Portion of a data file
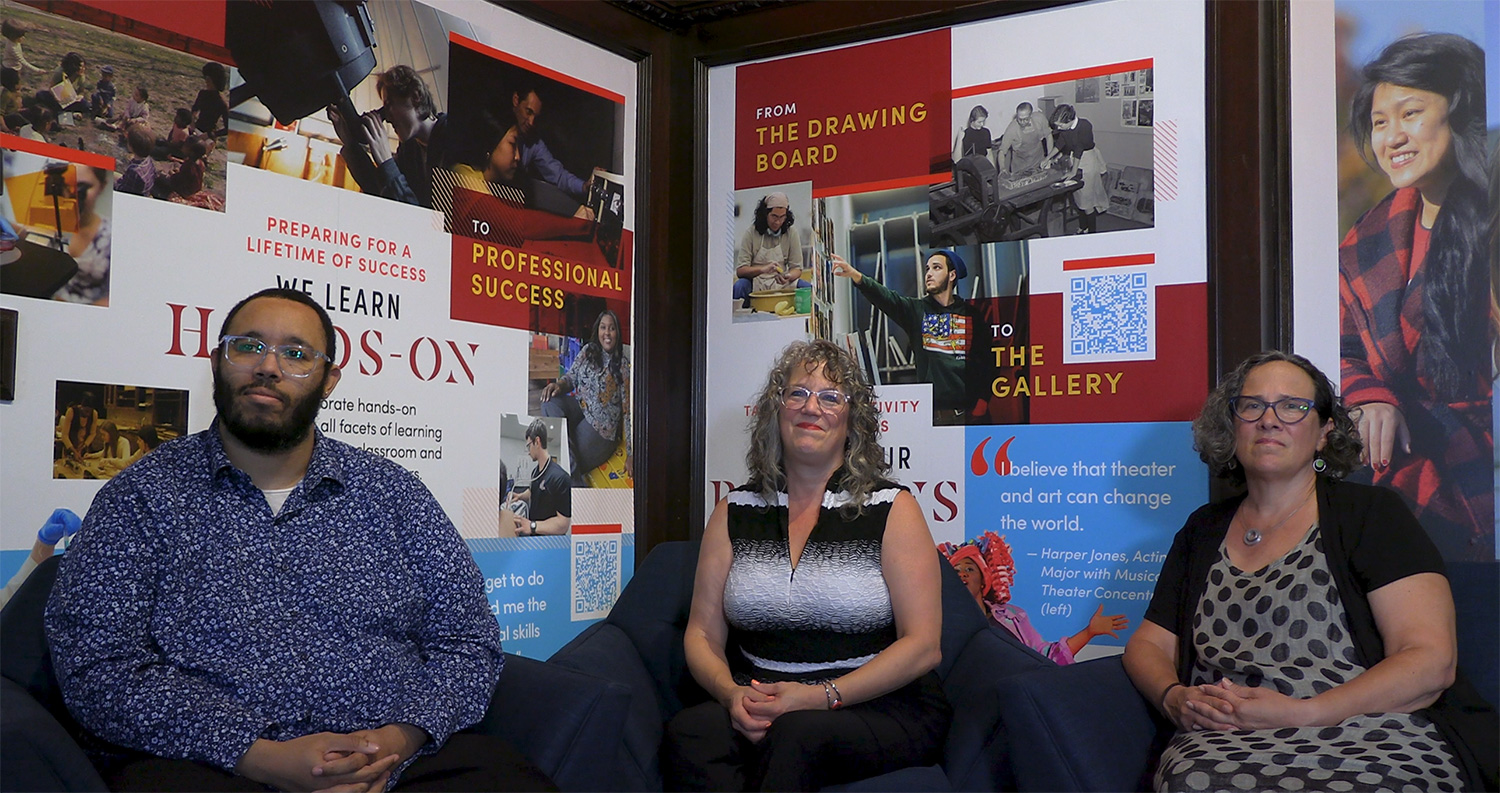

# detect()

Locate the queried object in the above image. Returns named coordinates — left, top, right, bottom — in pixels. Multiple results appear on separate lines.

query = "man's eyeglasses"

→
left=219, top=336, right=333, bottom=378
left=1229, top=396, right=1313, bottom=424
left=782, top=385, right=851, bottom=412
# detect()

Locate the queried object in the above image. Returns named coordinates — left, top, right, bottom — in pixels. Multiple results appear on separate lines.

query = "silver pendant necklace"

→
left=1235, top=493, right=1313, bottom=547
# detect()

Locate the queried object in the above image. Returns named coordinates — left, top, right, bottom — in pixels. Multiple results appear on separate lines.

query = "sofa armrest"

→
left=999, top=655, right=1172, bottom=790
left=944, top=628, right=1053, bottom=790
left=0, top=678, right=105, bottom=792
left=548, top=621, right=666, bottom=790
left=467, top=652, right=630, bottom=790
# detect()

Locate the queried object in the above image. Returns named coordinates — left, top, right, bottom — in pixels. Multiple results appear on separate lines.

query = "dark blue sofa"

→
left=549, top=543, right=1052, bottom=790
left=0, top=558, right=630, bottom=792
left=999, top=562, right=1500, bottom=792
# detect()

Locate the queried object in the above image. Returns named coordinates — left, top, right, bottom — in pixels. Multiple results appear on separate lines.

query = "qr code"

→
left=1064, top=273, right=1157, bottom=363
left=572, top=532, right=621, bottom=622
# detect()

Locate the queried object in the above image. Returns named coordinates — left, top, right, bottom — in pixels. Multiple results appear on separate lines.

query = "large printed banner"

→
left=1292, top=0, right=1500, bottom=561
left=704, top=3, right=1209, bottom=658
left=0, top=0, right=638, bottom=658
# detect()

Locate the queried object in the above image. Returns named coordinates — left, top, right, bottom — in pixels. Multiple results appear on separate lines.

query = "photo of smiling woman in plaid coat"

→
left=1338, top=33, right=1496, bottom=559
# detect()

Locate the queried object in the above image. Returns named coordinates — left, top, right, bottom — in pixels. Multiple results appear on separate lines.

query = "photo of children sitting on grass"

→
left=0, top=4, right=230, bottom=211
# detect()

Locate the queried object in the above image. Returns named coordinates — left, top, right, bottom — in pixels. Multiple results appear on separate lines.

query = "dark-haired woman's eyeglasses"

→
left=782, top=385, right=849, bottom=412
left=1229, top=396, right=1313, bottom=424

• Written request:
Reproduce the material word for word from its beginning through the line containing "left=782, top=385, right=851, bottom=412", with both ends included. Leave the pictures out.

• Exercise output:
# detect()

Locate the queried object in the above image. Returns named coordinates — left, top, right, bottom — in pixels. Multiple results appear on separate lines.

query = "man's eyeglasses"

→
left=219, top=336, right=333, bottom=378
left=1229, top=396, right=1313, bottom=424
left=782, top=385, right=851, bottom=412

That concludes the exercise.